::: Provided data

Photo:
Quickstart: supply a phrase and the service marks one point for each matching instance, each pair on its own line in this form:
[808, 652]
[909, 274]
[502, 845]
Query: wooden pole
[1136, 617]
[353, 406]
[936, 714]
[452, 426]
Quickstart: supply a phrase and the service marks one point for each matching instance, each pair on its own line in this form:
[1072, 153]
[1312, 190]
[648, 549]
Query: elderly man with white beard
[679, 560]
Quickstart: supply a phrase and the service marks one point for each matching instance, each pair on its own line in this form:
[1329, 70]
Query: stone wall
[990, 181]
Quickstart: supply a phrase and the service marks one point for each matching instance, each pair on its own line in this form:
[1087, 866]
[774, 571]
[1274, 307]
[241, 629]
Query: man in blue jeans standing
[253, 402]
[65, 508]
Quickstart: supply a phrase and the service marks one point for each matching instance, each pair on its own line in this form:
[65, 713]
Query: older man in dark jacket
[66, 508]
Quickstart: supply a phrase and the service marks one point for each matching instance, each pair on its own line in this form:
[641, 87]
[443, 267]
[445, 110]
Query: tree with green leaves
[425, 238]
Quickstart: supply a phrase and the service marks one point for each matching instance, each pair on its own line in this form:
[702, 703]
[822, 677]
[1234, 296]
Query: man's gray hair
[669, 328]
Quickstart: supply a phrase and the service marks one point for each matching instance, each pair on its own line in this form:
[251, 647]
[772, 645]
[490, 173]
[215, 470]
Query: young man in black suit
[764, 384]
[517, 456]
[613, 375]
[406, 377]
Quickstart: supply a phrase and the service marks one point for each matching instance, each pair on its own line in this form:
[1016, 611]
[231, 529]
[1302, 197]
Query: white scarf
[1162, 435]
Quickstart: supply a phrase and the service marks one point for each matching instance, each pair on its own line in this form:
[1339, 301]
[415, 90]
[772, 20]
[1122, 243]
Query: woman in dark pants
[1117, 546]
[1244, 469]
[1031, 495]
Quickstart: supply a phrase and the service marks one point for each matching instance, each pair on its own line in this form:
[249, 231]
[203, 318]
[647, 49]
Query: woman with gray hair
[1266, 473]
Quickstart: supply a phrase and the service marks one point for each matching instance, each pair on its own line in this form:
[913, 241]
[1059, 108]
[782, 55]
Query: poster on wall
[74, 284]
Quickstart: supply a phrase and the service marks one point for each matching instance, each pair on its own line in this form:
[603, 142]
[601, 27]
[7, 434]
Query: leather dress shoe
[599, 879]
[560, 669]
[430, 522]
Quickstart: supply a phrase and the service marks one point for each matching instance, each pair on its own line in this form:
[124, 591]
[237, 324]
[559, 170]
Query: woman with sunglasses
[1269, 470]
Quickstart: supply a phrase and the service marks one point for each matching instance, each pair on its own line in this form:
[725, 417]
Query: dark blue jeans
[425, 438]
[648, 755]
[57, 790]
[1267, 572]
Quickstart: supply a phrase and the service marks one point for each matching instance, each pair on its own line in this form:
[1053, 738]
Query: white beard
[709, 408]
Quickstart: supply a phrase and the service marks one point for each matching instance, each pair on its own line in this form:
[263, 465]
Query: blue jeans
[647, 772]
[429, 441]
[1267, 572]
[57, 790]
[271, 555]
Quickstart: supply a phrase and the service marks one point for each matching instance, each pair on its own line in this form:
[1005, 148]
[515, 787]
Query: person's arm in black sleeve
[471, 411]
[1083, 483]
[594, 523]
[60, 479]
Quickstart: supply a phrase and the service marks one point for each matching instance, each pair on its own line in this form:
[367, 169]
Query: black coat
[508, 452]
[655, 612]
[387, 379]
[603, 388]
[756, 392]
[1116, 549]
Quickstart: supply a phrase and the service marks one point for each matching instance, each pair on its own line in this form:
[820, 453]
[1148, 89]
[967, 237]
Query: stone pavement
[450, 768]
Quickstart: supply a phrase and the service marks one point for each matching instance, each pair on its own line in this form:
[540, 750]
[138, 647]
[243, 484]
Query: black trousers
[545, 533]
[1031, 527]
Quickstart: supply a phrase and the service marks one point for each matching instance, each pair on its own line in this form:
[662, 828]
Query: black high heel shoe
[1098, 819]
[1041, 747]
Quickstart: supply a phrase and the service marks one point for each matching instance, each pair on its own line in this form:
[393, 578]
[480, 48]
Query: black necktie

::::::

What the task asks
Gather each line in the records that contains the word "white" and list those lines as they appear.

Complete output
Query: elderly man with white beard
Query: white scarf
Query: white beard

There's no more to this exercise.